■ What you should do ■
All that is needed is the line in the material below containing "Search for: water surface", plus every line after it, printed exactly.

■ Material provided ■
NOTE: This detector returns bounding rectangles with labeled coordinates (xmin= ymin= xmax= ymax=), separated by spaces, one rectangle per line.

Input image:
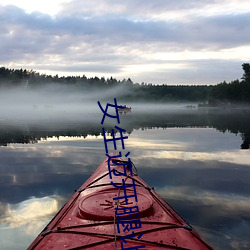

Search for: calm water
xmin=0 ymin=104 xmax=250 ymax=249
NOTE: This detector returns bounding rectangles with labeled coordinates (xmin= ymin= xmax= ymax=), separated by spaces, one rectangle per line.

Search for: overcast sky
xmin=0 ymin=0 xmax=250 ymax=85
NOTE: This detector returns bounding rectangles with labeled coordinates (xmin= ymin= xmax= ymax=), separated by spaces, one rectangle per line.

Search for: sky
xmin=0 ymin=0 xmax=250 ymax=85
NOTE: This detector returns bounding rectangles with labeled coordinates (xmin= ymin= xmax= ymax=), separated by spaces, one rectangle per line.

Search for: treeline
xmin=208 ymin=63 xmax=250 ymax=105
xmin=0 ymin=64 xmax=250 ymax=104
xmin=208 ymin=79 xmax=250 ymax=105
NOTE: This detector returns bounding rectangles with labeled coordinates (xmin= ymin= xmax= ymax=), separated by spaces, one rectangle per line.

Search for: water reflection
xmin=0 ymin=196 xmax=62 ymax=250
xmin=0 ymin=196 xmax=59 ymax=228
xmin=0 ymin=108 xmax=250 ymax=249
xmin=0 ymin=107 xmax=250 ymax=149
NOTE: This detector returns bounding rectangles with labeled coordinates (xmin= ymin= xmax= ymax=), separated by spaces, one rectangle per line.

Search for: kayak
xmin=28 ymin=153 xmax=213 ymax=249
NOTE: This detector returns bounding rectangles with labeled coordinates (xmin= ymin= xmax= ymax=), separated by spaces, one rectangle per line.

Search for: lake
xmin=0 ymin=103 xmax=250 ymax=249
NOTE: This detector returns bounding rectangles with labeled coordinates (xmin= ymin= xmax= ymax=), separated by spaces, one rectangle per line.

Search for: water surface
xmin=0 ymin=105 xmax=250 ymax=249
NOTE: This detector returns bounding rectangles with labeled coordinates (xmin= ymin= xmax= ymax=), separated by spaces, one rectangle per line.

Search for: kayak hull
xmin=28 ymin=154 xmax=213 ymax=249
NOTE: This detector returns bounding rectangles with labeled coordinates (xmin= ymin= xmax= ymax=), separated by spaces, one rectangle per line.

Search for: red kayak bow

■ Answer ■
Search for: water surface
xmin=0 ymin=105 xmax=250 ymax=249
NOTE: This detector returns bounding rectangles with labeled coordinates (xmin= ymin= xmax= ymax=), separated by spaces, one rectangle per line.

Search for: kayak hull
xmin=28 ymin=154 xmax=213 ymax=249
NOTE: This detector returns bounding rectangles with labeled coordinates (xmin= ymin= xmax= ymax=), separated by spaces, one rectangle per line.

Search for: red kayak bow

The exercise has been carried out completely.